* **Given entries**:
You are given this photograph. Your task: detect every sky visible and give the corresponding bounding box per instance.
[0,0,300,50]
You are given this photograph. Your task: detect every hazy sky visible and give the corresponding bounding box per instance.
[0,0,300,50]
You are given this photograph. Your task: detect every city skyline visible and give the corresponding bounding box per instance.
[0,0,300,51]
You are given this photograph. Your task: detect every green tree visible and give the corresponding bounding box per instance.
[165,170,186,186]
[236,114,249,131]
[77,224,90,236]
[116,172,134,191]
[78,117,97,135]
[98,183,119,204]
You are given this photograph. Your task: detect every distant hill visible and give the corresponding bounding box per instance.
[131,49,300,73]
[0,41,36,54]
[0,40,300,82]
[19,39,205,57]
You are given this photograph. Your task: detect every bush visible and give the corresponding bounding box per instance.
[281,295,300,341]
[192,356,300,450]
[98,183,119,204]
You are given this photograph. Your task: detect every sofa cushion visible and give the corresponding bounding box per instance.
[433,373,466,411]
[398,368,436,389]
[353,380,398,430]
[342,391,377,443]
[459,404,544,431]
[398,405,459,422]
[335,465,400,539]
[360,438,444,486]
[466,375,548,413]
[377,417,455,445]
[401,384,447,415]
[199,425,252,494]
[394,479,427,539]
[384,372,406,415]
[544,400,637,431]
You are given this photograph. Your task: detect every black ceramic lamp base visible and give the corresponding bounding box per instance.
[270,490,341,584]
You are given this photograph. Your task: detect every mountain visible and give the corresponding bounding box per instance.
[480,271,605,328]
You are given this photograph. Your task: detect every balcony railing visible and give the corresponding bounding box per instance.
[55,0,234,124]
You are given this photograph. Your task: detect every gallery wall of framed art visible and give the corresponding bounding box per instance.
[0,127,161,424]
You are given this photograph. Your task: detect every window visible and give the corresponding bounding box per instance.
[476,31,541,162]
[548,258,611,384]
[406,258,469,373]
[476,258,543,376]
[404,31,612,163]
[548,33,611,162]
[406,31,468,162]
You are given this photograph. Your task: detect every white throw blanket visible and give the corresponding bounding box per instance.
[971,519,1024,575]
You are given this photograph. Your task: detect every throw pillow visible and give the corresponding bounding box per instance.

* **What the exercise asks**:
Format all of the entries above as a numbered list, leaving out any blank lines.

* **Output of the exercise**:
1. You are given this photograph. Your task: detect every sky visible and give the corresponding bounding box per instance.
2. [0,0,300,50]
3. You are given this photograph. Your task: detect every hazy sky visible and give the corresponding bounding box per instance.
4. [0,0,300,50]
5. You are given this photograph. Your task: detect every city skyline visible and give the corresponding bounding box per instance.
6. [0,0,300,51]
7. You are given this photograph. Your task: detect every green tree visible and give the corresponding bounding box per instance.
8. [165,170,186,186]
9. [236,114,249,131]
10. [77,224,90,236]
11. [116,172,134,191]
12. [78,117,97,135]
13. [98,183,119,204]
14. You are given this photograph. Your task: detect every distant hill visible and give the corresponding bounding box per instance.
15. [131,49,300,73]
16. [0,41,36,54]
17. [0,40,300,82]
18. [19,39,205,57]
19. You are given this photograph. Your task: detect every bush visible and give the corresponding bounding box per instance.
20. [281,295,300,341]
21. [192,356,300,450]
22. [98,183,119,204]
23. You are given this photograph. Your task: detect every sofa cushion visible and give the corresponding bounding box per instance.
24. [433,373,466,411]
25. [398,368,436,389]
26. [353,380,398,430]
27. [342,391,377,443]
28. [459,404,544,431]
29. [398,405,459,422]
30. [335,465,400,539]
31. [360,438,444,486]
32. [466,375,548,413]
33. [377,417,455,445]
34. [401,384,447,415]
35. [199,425,252,494]
36. [394,479,427,539]
37. [384,372,406,415]
38. [544,400,637,431]
39. You are given this photograph. Your task: detect every black ceramic lamp base visible and give the corresponding bounding box per instance.
40. [270,490,341,584]
41. You are given this photograph. Your task: detect every mountain visible and give the corresponding bounding box per instance.
42. [480,271,605,328]
43. You are given this photograph. Your task: detect every balcony railing visible and give the corresponding bounding box per instance.
44. [55,0,234,124]
45. You are given this photograph. Your task: detect every gallery wall of framed art visible and give the corresponding bounding box per instance.
46. [0,127,161,424]
47. You are given this photograph. Your task: detect every window visible and give the corresponding bounding box per instance.
48. [476,31,541,162]
49. [548,258,611,384]
50. [406,258,469,373]
51. [476,258,543,376]
52. [404,31,612,163]
53. [548,33,611,162]
54. [406,31,468,162]
55. You are given this photograph. Your task: detect every white throw blanket visible and give the corresponding bounding box per instance.
56. [971,519,1024,575]
57. You are given this photograph. Your task: detect every throw pillow visible and give the corresponding bounding box per instance.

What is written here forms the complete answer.